*TASK PROMPT*
Please reproduce exactly the line that carries "Tag every instance of the track" and all remaining lines through the last line of the data, and write nothing else.

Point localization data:
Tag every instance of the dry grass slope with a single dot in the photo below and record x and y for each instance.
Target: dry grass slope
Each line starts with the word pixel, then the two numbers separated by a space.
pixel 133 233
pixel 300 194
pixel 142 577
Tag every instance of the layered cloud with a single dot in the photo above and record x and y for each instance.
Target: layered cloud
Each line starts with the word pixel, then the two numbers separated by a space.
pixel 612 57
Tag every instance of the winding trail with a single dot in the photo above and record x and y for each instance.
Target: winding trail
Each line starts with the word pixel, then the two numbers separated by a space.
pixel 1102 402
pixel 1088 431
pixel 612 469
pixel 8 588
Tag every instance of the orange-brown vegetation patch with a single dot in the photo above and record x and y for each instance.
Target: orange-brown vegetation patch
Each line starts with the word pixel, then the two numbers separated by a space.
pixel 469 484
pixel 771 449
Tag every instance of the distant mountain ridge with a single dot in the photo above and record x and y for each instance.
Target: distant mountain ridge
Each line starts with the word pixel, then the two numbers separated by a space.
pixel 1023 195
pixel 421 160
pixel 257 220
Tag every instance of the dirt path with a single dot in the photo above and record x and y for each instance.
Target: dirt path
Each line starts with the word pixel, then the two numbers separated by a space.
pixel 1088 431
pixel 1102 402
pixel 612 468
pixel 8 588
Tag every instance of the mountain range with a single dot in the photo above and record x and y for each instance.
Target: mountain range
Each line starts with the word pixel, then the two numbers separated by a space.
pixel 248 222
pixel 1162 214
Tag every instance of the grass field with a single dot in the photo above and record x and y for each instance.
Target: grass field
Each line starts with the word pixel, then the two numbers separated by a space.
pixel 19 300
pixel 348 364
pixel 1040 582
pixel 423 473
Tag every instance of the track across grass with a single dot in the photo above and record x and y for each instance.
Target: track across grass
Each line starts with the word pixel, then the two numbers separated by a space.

*TASK RESPONSE*
Tag every instance of the track across grass with a single dot in the photo above and record x and y for each instance.
Target: track across grass
Each line starts with the word pixel, then the two numbers separated by a space.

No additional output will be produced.